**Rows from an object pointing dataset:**
◆ ◆ ◆ ◆

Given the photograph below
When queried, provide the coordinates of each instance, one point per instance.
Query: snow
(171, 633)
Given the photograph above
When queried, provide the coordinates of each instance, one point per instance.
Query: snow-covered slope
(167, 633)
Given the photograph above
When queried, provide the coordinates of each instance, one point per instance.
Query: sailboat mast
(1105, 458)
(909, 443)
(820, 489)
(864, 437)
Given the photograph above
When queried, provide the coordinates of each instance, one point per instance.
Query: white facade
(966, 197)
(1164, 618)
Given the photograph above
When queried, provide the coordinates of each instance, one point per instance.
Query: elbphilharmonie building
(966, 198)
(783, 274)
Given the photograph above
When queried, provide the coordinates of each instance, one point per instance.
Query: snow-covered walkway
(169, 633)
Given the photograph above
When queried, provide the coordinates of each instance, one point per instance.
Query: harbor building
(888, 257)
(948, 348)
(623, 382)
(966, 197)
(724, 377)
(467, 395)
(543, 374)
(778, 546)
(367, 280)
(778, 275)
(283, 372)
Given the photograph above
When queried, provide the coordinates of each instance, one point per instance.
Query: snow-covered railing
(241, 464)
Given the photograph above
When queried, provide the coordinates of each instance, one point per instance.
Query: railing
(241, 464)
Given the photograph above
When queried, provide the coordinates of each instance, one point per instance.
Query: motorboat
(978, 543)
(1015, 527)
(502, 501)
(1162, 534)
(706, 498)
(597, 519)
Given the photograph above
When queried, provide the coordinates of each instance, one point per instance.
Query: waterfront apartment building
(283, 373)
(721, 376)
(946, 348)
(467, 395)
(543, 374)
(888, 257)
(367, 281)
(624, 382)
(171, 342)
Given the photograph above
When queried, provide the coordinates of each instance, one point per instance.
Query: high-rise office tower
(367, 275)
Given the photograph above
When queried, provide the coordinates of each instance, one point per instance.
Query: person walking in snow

◆ ◆ ◆ ◆

**Job:** Copy every line of the listing above that contains the string "covered".

**Exercise result:**
Query: snow-covered slope
Query: snow-covered walkway
Query: snow-covered railing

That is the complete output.